§ Directive:
Reproduce every line of the items, requests included, starting at the first line and stopping after the line that contains "x=164 y=275". Scale each x and y coordinate in the answers by 0.7 and round it to a whole number, with halves rounded up.
-=-=-
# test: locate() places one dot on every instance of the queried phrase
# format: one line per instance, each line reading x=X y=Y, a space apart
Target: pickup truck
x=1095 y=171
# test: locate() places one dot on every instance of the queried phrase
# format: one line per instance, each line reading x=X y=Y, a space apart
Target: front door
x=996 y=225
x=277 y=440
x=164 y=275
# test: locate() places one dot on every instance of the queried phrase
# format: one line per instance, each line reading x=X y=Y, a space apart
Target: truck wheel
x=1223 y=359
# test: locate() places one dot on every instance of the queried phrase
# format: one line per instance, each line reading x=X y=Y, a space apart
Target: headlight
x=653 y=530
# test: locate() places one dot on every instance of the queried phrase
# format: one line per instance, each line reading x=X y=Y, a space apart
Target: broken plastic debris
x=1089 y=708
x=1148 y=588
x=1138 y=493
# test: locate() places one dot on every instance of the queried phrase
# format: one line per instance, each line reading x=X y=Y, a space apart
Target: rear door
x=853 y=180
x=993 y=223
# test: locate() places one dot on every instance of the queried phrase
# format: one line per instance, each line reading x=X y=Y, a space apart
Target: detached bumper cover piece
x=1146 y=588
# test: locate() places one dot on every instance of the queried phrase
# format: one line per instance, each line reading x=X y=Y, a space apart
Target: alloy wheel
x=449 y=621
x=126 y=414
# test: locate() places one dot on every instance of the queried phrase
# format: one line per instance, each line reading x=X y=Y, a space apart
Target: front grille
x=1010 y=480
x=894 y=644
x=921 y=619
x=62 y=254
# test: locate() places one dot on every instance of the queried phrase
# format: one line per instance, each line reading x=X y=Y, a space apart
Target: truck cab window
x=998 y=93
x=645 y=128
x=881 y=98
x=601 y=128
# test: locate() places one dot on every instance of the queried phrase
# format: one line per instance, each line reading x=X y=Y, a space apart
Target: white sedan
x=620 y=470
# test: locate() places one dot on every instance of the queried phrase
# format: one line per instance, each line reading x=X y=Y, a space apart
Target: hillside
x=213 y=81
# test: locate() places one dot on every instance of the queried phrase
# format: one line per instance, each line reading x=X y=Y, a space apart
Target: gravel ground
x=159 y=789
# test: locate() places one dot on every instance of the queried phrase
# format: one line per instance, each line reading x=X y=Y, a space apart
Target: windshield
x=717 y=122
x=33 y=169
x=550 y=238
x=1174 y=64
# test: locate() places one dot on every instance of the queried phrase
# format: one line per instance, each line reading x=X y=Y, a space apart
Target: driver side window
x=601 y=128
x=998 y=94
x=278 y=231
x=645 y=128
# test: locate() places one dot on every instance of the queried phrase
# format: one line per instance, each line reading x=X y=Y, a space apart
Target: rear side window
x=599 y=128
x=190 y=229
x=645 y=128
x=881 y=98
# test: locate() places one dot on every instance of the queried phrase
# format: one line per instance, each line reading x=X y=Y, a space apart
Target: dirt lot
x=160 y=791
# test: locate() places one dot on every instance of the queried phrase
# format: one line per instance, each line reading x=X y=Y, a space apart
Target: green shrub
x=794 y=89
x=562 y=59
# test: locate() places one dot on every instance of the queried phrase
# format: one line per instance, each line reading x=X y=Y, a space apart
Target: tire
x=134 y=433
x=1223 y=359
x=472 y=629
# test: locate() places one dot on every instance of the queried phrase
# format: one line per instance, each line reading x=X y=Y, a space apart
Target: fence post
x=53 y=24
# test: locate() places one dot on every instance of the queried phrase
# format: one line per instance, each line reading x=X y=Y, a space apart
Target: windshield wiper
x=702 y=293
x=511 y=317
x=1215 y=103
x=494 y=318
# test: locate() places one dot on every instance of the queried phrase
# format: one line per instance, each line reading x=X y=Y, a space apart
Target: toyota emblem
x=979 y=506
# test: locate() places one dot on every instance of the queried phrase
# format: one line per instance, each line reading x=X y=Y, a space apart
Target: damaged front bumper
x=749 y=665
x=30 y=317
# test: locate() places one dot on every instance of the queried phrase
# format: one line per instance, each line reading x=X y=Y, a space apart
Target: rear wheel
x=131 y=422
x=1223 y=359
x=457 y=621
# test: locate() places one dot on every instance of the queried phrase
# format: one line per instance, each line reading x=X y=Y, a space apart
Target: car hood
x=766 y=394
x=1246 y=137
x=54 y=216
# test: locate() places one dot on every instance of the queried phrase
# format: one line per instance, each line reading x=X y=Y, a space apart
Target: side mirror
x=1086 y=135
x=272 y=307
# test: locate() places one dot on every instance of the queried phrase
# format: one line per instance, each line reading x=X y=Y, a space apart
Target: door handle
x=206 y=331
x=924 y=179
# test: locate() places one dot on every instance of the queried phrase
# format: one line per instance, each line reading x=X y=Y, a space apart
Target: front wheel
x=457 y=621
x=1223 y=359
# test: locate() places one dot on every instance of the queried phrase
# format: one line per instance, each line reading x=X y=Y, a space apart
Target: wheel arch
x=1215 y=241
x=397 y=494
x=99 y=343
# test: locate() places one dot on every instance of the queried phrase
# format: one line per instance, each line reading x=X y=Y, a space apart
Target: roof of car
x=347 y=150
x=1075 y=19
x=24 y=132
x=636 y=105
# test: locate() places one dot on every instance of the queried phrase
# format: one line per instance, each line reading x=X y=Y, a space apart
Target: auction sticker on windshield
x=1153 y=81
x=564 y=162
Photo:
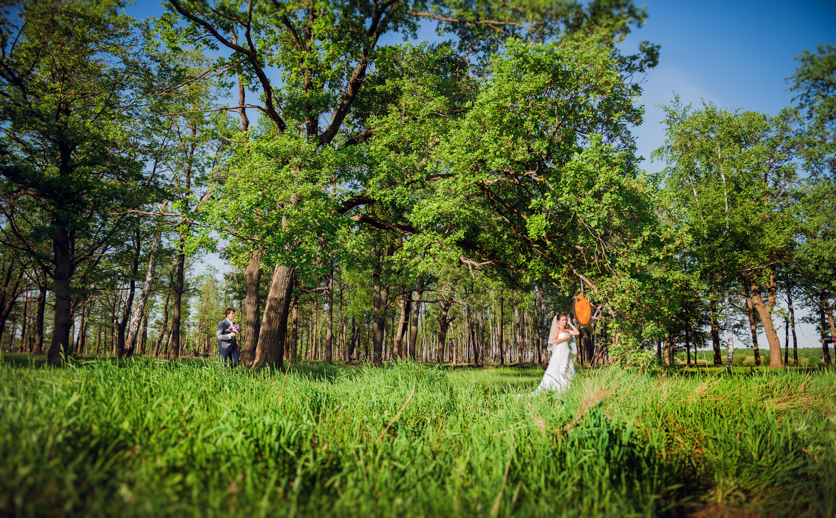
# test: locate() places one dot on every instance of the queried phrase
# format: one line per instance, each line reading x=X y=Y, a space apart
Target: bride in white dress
x=561 y=369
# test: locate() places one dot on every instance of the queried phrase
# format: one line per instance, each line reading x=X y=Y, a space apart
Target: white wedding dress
x=561 y=369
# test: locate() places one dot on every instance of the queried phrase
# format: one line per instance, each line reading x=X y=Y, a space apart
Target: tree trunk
x=38 y=347
x=443 y=326
x=501 y=343
x=380 y=299
x=829 y=312
x=252 y=291
x=822 y=311
x=688 y=342
x=139 y=310
x=753 y=328
x=294 y=333
x=405 y=304
x=158 y=346
x=126 y=313
x=62 y=246
x=270 y=349
x=329 y=331
x=413 y=326
x=9 y=298
x=792 y=323
x=765 y=315
x=176 y=307
x=715 y=334
x=144 y=340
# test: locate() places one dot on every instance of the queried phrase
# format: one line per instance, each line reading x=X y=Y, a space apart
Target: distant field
x=156 y=438
x=807 y=357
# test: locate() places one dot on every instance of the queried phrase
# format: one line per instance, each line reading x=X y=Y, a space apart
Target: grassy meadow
x=157 y=438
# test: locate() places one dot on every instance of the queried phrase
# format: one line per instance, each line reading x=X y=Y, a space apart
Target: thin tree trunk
x=329 y=331
x=715 y=334
x=753 y=328
x=139 y=310
x=62 y=246
x=39 y=321
x=403 y=327
x=765 y=314
x=164 y=328
x=176 y=307
x=252 y=295
x=823 y=306
x=10 y=295
x=294 y=334
x=688 y=342
x=792 y=323
x=501 y=343
x=126 y=313
x=443 y=326
x=413 y=326
x=380 y=300
x=270 y=349
x=144 y=340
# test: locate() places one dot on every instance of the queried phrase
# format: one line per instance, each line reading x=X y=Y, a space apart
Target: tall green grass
x=155 y=438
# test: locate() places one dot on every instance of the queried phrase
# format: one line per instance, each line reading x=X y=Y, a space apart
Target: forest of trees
x=379 y=198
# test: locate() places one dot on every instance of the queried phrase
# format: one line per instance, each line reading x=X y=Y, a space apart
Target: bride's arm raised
x=574 y=331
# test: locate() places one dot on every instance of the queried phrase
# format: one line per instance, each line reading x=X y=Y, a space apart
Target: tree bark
x=38 y=347
x=139 y=310
x=413 y=326
x=144 y=340
x=753 y=328
x=715 y=334
x=765 y=314
x=164 y=328
x=792 y=323
x=270 y=349
x=294 y=332
x=443 y=326
x=822 y=310
x=405 y=304
x=9 y=298
x=252 y=295
x=829 y=312
x=380 y=300
x=126 y=313
x=62 y=246
x=329 y=331
x=501 y=330
x=176 y=307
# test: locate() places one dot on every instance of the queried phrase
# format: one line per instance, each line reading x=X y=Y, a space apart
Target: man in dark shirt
x=226 y=339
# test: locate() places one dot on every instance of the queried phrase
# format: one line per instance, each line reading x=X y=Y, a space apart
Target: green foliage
x=156 y=438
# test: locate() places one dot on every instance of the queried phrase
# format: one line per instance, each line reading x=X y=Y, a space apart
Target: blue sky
x=736 y=54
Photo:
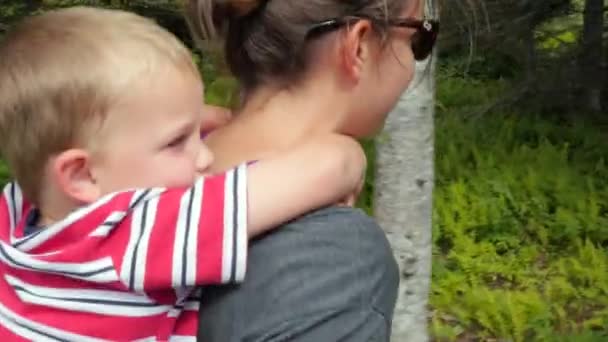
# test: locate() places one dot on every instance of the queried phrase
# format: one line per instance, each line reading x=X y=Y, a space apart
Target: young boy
x=100 y=122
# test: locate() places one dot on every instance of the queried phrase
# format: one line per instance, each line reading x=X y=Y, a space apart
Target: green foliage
x=520 y=224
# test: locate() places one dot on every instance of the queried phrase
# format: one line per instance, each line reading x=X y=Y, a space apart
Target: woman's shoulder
x=335 y=219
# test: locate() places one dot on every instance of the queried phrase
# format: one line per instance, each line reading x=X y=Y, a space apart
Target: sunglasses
x=423 y=40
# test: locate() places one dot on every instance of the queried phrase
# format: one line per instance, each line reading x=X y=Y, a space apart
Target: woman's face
x=389 y=72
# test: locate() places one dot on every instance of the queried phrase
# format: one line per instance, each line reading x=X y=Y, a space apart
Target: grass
x=520 y=225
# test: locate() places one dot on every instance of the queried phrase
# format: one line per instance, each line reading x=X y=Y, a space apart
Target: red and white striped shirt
x=123 y=268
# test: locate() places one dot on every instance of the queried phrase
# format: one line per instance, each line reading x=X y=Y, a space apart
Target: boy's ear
x=71 y=171
x=355 y=49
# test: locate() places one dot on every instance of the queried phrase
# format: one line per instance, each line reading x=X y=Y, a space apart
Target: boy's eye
x=178 y=141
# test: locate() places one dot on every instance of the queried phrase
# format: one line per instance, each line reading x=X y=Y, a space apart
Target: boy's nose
x=204 y=160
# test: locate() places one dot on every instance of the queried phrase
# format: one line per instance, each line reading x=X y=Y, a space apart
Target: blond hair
x=61 y=71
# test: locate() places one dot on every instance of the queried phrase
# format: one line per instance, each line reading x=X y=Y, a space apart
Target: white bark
x=403 y=200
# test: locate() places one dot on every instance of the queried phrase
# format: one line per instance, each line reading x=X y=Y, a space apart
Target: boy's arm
x=319 y=173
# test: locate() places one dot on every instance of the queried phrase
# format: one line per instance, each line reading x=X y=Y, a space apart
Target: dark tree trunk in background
x=590 y=60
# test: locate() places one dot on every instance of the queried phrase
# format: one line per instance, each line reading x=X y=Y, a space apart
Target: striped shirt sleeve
x=187 y=237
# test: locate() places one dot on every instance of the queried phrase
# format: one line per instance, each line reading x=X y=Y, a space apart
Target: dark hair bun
x=237 y=8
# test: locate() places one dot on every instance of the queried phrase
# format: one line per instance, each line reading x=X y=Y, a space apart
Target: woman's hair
x=266 y=39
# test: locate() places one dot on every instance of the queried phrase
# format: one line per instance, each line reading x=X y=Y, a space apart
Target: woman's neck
x=273 y=120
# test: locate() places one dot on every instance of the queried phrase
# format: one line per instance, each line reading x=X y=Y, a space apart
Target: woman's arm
x=316 y=174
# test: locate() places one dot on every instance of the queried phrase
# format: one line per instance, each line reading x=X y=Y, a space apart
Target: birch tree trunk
x=403 y=199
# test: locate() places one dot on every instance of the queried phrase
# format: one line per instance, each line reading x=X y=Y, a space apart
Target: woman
x=306 y=68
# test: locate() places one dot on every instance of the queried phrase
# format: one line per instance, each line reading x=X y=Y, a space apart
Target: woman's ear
x=71 y=171
x=356 y=48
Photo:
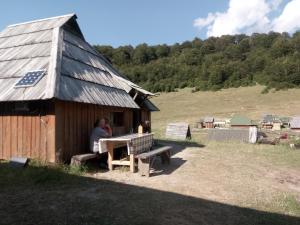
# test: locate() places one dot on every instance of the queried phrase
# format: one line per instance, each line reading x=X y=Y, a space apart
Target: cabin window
x=118 y=119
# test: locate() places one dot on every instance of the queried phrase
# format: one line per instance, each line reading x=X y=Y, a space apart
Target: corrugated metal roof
x=150 y=106
x=75 y=70
x=208 y=119
x=295 y=122
x=238 y=120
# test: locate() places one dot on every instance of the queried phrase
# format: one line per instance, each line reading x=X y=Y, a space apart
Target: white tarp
x=252 y=135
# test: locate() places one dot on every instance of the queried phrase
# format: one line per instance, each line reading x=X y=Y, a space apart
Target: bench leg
x=110 y=156
x=132 y=166
x=144 y=167
x=165 y=157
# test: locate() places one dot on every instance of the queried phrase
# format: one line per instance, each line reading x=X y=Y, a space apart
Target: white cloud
x=251 y=16
x=289 y=20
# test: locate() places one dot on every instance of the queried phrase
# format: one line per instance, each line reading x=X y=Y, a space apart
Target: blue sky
x=133 y=22
x=119 y=22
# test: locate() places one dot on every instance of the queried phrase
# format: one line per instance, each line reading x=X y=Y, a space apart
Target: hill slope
x=270 y=59
x=190 y=107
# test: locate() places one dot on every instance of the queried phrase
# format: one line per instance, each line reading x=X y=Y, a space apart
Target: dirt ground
x=235 y=176
x=209 y=184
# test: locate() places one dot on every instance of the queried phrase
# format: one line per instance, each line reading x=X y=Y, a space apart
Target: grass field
x=207 y=183
x=191 y=107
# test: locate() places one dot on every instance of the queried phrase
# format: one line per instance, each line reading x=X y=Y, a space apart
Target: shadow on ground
x=178 y=146
x=45 y=195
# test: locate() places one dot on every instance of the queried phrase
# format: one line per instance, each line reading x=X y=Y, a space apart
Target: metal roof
x=238 y=120
x=75 y=70
x=208 y=119
x=295 y=122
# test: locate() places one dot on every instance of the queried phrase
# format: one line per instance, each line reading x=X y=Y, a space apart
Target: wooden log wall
x=27 y=134
x=74 y=123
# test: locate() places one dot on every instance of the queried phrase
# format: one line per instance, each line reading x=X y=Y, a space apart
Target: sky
x=132 y=22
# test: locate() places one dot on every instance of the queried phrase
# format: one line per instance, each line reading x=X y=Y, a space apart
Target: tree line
x=271 y=59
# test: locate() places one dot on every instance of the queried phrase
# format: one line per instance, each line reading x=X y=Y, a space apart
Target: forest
x=272 y=60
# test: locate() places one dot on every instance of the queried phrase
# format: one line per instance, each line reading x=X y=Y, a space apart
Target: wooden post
x=144 y=167
x=132 y=166
x=110 y=147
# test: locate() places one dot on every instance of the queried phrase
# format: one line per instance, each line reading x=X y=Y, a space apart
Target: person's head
x=102 y=123
x=106 y=121
x=97 y=123
x=147 y=123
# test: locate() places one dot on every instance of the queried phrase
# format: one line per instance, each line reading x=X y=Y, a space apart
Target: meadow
x=206 y=183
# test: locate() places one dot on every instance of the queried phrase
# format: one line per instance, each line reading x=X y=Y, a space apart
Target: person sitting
x=147 y=127
x=101 y=129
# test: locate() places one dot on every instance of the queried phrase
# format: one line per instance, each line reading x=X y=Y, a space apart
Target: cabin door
x=136 y=120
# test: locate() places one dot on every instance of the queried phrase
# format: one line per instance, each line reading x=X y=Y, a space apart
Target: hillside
x=270 y=59
x=190 y=107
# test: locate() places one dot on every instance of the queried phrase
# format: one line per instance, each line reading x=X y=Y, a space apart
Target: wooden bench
x=146 y=159
x=77 y=160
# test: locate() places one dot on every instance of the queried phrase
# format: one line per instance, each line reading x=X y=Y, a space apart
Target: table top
x=127 y=137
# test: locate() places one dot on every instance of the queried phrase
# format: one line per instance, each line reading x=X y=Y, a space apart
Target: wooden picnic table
x=136 y=144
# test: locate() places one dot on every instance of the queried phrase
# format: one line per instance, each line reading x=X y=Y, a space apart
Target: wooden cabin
x=295 y=123
x=267 y=121
x=54 y=85
x=208 y=122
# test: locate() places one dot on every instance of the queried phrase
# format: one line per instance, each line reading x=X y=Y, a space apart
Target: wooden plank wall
x=74 y=123
x=27 y=134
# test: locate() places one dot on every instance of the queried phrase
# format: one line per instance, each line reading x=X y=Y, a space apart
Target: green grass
x=41 y=194
x=218 y=183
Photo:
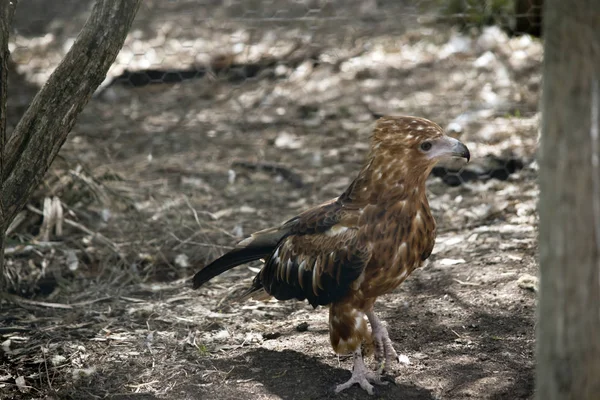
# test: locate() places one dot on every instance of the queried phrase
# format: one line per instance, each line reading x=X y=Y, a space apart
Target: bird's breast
x=400 y=242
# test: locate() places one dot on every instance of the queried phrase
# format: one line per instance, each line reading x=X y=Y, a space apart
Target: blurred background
x=223 y=117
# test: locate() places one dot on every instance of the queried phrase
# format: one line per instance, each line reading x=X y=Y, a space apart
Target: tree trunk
x=7 y=9
x=568 y=331
x=45 y=125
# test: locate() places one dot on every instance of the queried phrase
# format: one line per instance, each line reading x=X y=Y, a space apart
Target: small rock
x=528 y=282
x=270 y=336
x=303 y=327
x=403 y=359
x=23 y=388
x=451 y=261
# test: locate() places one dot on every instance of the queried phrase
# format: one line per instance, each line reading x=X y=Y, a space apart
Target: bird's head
x=413 y=145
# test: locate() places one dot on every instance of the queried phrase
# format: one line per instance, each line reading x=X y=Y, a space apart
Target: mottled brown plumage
x=350 y=250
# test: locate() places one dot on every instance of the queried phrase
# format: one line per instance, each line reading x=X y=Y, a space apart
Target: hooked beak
x=459 y=149
x=450 y=147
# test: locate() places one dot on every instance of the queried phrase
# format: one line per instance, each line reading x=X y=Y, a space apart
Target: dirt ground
x=157 y=180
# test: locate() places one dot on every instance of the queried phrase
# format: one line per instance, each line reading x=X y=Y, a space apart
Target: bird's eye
x=426 y=146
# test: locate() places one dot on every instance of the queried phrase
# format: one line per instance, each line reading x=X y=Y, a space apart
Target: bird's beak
x=459 y=149
x=450 y=147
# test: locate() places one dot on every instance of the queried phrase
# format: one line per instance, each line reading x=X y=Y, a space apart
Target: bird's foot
x=362 y=376
x=385 y=354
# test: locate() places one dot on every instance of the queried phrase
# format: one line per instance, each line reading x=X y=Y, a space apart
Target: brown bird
x=348 y=251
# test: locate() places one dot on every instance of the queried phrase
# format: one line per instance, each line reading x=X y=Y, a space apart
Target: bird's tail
x=259 y=245
x=228 y=261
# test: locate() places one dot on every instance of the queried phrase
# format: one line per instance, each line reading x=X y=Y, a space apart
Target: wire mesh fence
x=220 y=118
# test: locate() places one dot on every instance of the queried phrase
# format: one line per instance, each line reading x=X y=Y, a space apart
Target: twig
x=285 y=172
x=94 y=235
x=466 y=283
x=46 y=367
x=20 y=300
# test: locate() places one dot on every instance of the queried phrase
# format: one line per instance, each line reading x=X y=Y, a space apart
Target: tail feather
x=259 y=245
x=228 y=261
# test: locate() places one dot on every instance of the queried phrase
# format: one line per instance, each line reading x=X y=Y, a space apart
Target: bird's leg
x=361 y=375
x=384 y=350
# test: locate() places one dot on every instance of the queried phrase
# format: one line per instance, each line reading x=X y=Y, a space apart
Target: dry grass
x=158 y=180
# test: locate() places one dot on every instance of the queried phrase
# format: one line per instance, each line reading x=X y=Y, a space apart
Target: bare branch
x=45 y=125
x=7 y=10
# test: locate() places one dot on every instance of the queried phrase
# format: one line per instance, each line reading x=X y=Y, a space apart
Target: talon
x=362 y=376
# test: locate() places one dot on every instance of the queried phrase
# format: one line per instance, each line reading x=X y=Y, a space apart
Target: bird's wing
x=320 y=258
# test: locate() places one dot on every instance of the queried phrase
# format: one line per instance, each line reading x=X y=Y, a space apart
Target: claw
x=384 y=350
x=362 y=376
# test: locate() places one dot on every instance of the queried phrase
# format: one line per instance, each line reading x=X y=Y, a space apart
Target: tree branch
x=7 y=10
x=45 y=125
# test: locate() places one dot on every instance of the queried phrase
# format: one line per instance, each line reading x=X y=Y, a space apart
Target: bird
x=345 y=253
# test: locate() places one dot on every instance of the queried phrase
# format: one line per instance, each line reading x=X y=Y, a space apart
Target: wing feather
x=319 y=268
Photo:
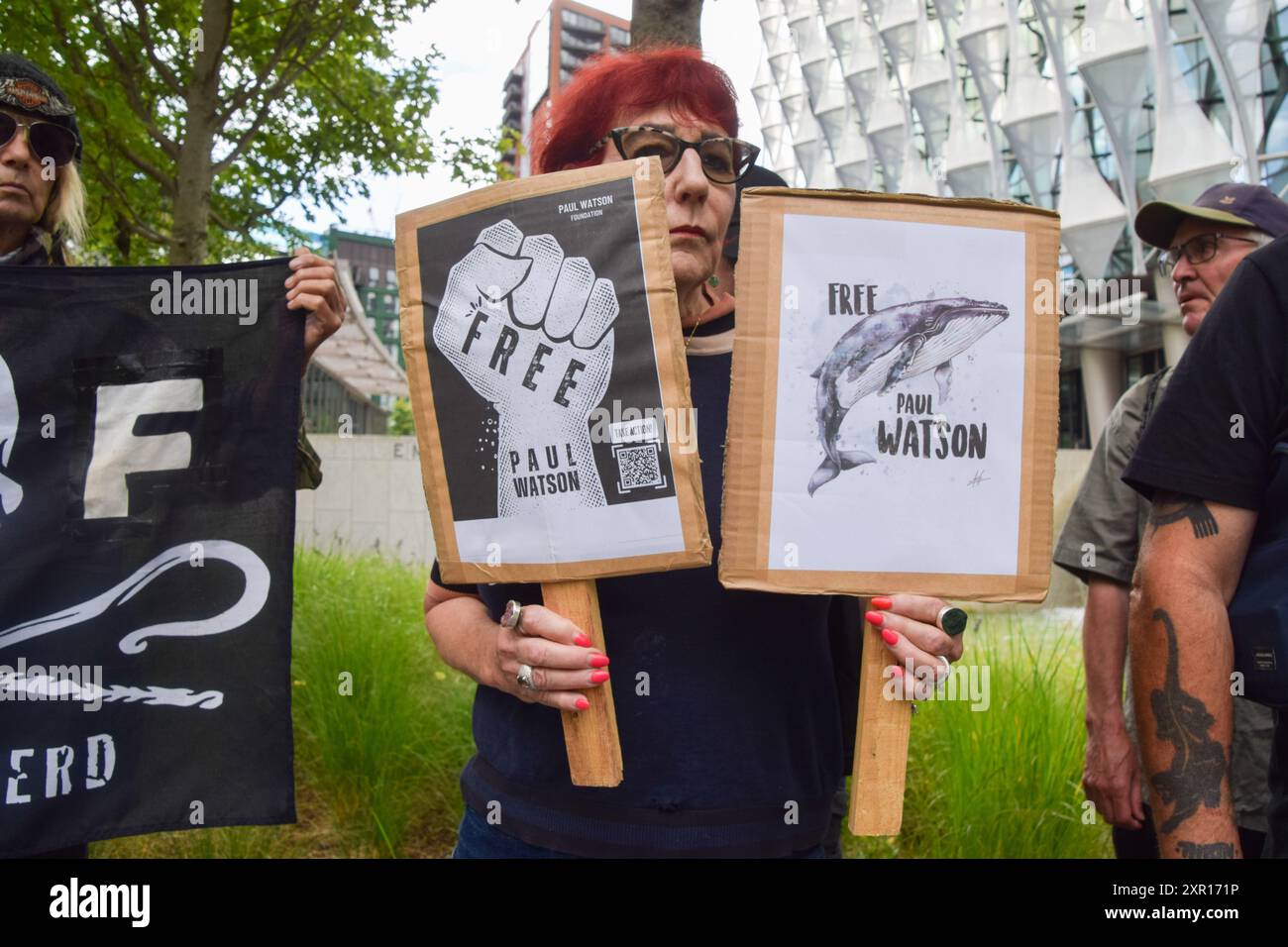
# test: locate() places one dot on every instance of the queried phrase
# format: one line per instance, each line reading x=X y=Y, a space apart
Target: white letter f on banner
-=-=-
§ Answer in full:
# test: locate() places one dot on every instance of the queried phrase
# format: one line per instance, each line reading x=X y=Y, a space apart
Target: pickup truck
x=767 y=120
# test: locate() places one dot on every instance of the queried phrase
# format: one line per instance, each line reading x=X y=Y, a space apart
Target: front door
x=697 y=158
x=194 y=308
x=115 y=193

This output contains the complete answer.